Repeat the data in full and exactly. Leave the pictures out.
*** Opening of Records for processing ***
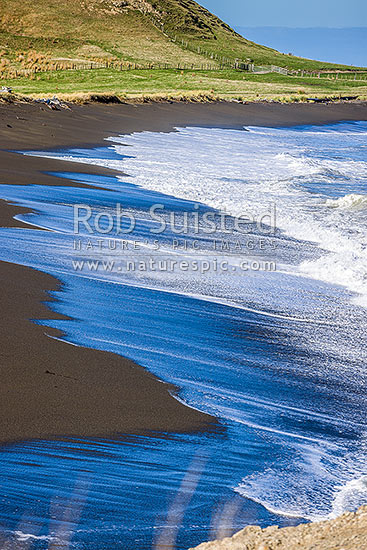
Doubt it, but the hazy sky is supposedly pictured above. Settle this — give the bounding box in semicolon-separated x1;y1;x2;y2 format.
199;0;367;28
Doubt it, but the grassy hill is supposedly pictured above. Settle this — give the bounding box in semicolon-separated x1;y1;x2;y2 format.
0;0;360;70
0;0;366;101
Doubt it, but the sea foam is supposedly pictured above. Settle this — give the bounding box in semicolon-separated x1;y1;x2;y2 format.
25;123;367;306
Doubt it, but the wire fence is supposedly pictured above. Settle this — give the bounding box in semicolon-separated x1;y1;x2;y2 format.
5;59;367;81
3;34;367;81
7;59;221;78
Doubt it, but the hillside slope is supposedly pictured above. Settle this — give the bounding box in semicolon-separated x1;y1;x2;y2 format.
0;0;356;70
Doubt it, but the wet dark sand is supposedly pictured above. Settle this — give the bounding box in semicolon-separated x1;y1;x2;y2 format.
1;100;366;444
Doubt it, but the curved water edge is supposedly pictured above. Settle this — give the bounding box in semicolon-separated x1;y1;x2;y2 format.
0;121;366;548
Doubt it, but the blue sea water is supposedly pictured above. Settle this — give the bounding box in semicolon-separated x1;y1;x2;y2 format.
0;122;366;549
234;27;367;68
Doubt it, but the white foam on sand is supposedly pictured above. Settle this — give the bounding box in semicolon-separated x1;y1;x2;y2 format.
330;475;367;518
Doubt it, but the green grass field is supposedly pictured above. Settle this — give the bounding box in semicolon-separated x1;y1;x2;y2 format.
1;0;366;102
2;68;367;102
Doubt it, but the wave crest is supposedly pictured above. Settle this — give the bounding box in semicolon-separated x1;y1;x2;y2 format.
325;194;367;210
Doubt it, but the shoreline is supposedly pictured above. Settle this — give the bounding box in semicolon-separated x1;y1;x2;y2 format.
0;260;217;445
1;101;367;445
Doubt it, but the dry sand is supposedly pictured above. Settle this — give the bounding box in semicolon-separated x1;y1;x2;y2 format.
191;505;367;550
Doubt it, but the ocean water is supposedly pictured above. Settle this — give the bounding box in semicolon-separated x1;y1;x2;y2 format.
0;121;366;549
234;27;367;67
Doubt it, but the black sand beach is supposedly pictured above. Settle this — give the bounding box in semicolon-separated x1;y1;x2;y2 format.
1;100;367;445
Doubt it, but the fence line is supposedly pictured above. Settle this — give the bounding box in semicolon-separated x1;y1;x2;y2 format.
289;69;367;80
9;60;221;77
149;21;367;78
5;57;367;81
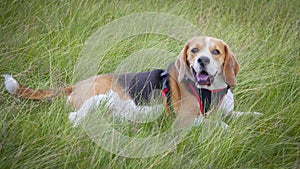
*** Close of Records for processing ***
## Reply
Doubt it, but the hazy sky is supposedly pictured above. Settle this — give the bounding box in semicolon-separated x1;y1;x2;y2 format.
199;0;367;28
Doubt it, but the grassy hill is supposedly pictured above. Settle this — give the bounding box in semicolon-separated x1;y1;x2;y2 format.
0;0;360;70
0;0;366;101
Doubt it, but the sea foam is supposedly pictured above. Settle this — give the bounding box in semicolon-separated x1;y1;x2;y2 format.
25;123;367;306
Doubt it, but the wire fence is supposedly pictured above. Settle this — give the bounding box in semicolon-separated x1;y1;x2;y2 format.
5;59;367;81
3;34;367;81
7;59;221;78
Doubt it, but the hillside slope is supposedly pictured above. Settle this — give the bounding box in semicolon-separated x1;y1;x2;y2 format.
0;0;356;70
Doubt it, but the wet dark sand is supposedly pictured above. Settle this — give the bounding box in semicolon-separated x1;y1;x2;y2 format.
1;100;366;444
Doubt it, but the curved water edge is supposedly pictured above. Settle this — give the bounding box in semicolon-separated x1;y1;x2;y2 format.
0;121;366;548
Doubt it, but the blue sea water is supposedly pictured above. Settle this — give the bounding box in semicolon-separated x1;y1;x2;y2 format.
0;122;366;549
234;27;367;68
Doubt it, but the white foam on sand is supposedly pictured above. Settle this — give the bounding box in semicolon-separated x1;y1;x2;y2 format.
330;475;367;518
Doubt it, but the green grass field is supposedly pictured above. Settle this — give the bounding box in semicolon-separated x1;y1;x2;y2 format.
1;0;366;102
2;68;367;102
Doubt it, but the wave crest is supposedly pictured above. Settle this — give the bounding box in semicolon-separated x1;y1;x2;y2 format.
325;194;367;210
Doubt it, but the shoreline is supposedly pictured above. Settle this — give the bounding box in semicolon-separated x1;y1;x2;y2 format.
0;260;217;445
1;101;367;445
Doubt it, but the dry sand is supposedly pictured above. Settle this — give the bounding box in semicolon-separated x1;y1;x2;y2 format.
191;505;367;550
Doubt it, but the ocean water is supposedly pictured above. Settle this — give the bounding box in semicolon-separated x1;y1;x2;y2 format.
0;121;366;549
234;27;367;67
Doubt it, but the black sand beach is supposedly pictured above. Settle this — give the bounding box in semicolon-separated x1;y1;x2;y2 format.
1;100;367;445
Doubt it, but the fence line is supposedly pictured above. Settle this — give the bounding box in semicolon-separated x1;y1;x2;y2 format.
289;69;367;80
9;60;221;77
149;21;367;78
5;57;367;81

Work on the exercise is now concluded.